• _Task requirements_: Render the lines between the one holding "player in red" and the one holding "top-left (0, 63), bottom-right (240, 75)", inclusive, as a Markdown table with the columns Line and Text, numbering each line in order and skipping blank ones.

• _Given information_:
⁂

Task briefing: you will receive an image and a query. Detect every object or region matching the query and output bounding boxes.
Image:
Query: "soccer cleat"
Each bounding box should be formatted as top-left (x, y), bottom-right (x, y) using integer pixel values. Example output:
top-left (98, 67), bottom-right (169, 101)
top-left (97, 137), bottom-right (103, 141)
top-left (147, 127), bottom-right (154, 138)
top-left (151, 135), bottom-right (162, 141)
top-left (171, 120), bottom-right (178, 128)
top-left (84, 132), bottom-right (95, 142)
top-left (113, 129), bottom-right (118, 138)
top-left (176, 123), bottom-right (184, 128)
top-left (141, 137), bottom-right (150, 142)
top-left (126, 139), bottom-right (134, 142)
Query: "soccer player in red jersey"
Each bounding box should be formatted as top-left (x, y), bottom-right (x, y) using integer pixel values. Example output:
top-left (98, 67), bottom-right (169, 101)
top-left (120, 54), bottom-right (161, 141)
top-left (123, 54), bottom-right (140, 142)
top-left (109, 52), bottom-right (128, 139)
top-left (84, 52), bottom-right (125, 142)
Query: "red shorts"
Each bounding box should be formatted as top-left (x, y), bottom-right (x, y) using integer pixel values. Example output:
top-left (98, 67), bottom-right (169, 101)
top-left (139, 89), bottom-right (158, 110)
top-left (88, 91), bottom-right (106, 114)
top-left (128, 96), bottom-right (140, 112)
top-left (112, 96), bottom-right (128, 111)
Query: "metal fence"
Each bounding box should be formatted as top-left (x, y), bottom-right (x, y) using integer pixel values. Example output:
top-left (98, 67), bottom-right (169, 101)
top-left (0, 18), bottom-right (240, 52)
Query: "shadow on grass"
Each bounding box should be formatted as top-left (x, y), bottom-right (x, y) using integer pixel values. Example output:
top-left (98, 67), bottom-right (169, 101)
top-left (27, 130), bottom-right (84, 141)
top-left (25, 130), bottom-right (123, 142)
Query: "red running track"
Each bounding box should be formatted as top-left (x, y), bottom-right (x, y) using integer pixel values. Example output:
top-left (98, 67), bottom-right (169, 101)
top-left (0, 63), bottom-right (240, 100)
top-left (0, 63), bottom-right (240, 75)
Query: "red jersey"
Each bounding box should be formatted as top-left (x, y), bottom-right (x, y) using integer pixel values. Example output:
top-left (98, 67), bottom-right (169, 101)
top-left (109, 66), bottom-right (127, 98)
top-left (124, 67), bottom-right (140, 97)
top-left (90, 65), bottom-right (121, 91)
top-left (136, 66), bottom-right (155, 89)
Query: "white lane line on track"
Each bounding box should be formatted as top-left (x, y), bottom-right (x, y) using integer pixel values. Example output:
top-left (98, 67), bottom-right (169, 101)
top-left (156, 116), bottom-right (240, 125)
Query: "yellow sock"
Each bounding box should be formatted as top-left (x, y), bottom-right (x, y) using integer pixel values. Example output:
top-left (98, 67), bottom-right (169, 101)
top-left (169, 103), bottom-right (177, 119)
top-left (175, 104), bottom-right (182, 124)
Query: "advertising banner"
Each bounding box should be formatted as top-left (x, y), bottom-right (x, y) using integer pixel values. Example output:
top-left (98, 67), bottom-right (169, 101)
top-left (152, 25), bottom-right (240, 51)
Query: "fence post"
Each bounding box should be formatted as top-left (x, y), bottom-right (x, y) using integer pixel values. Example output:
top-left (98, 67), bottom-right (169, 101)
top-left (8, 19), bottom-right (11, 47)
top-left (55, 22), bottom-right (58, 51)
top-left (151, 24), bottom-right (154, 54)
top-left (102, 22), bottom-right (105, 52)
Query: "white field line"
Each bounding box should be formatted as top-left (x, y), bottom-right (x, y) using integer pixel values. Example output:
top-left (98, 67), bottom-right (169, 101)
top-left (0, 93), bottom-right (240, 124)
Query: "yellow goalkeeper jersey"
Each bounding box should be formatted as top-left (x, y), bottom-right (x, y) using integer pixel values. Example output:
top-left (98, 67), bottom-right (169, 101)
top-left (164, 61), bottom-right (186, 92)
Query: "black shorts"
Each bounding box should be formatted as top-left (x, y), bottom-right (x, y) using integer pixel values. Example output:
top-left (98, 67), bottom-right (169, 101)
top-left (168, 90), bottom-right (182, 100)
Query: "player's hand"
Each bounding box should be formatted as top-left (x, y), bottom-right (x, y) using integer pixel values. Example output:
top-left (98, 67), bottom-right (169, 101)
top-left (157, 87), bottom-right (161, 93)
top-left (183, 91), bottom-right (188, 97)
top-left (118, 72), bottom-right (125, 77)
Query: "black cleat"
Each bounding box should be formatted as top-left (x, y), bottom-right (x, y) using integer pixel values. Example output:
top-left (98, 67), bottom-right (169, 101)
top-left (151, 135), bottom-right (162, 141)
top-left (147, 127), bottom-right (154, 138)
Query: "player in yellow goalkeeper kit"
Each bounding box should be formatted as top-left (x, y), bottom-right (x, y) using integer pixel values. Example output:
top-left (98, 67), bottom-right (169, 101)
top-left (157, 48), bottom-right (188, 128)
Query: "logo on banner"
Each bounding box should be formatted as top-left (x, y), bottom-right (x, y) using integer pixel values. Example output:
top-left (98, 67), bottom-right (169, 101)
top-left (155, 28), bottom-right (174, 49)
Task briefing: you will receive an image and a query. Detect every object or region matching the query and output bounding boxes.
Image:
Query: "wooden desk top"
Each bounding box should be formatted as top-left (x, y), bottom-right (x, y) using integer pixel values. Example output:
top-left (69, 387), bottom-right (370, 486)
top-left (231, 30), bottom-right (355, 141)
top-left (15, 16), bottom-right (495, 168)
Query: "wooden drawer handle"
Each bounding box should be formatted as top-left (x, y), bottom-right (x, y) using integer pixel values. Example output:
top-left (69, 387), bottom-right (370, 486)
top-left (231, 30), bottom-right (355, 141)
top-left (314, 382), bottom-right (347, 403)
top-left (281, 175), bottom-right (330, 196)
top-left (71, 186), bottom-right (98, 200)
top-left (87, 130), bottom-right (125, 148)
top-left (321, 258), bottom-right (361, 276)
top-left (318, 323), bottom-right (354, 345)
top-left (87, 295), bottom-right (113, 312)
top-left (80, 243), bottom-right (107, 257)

⁂

• _Task answer_:
| Line | Text |
|---|---|
| 1 | Query: "soccer player in red jersey" |
| 2 | Each bounding box should be formatted as top-left (x, y), bottom-right (x, y) using integer pixel values. Example output: |
| 3 | top-left (98, 67), bottom-right (169, 101) |
| 4 | top-left (120, 54), bottom-right (161, 141) |
| 5 | top-left (123, 54), bottom-right (140, 142) |
| 6 | top-left (109, 52), bottom-right (128, 139) |
| 7 | top-left (84, 52), bottom-right (125, 142) |
| 8 | Query: "red shorts" |
| 9 | Each bounding box should be formatted as top-left (x, y), bottom-right (x, y) using integer pixel values. Example output: |
| 10 | top-left (98, 67), bottom-right (169, 101) |
| 11 | top-left (139, 89), bottom-right (158, 110) |
| 12 | top-left (88, 91), bottom-right (106, 114) |
| 13 | top-left (128, 96), bottom-right (140, 112) |
| 14 | top-left (112, 96), bottom-right (128, 111) |
| 15 | Query: "metal fence" |
| 16 | Each bounding box should be formatted as top-left (x, y), bottom-right (x, y) using integer pixel values. Example output: |
| 17 | top-left (98, 67), bottom-right (169, 101) |
| 18 | top-left (0, 18), bottom-right (240, 52) |
| 19 | Query: "shadow on grass" |
| 20 | Each bounding box should be formatted as top-left (x, y), bottom-right (x, y) using integer pixel values. Example output: |
| 21 | top-left (98, 67), bottom-right (169, 101) |
| 22 | top-left (27, 130), bottom-right (84, 141) |
| 23 | top-left (25, 130), bottom-right (123, 142) |
| 24 | Query: "red running track" |
| 25 | Each bounding box should be formatted as top-left (x, y), bottom-right (x, y) using integer pixel values. Example output: |
| 26 | top-left (98, 67), bottom-right (169, 101) |
| 27 | top-left (0, 63), bottom-right (240, 100) |
| 28 | top-left (0, 63), bottom-right (240, 75) |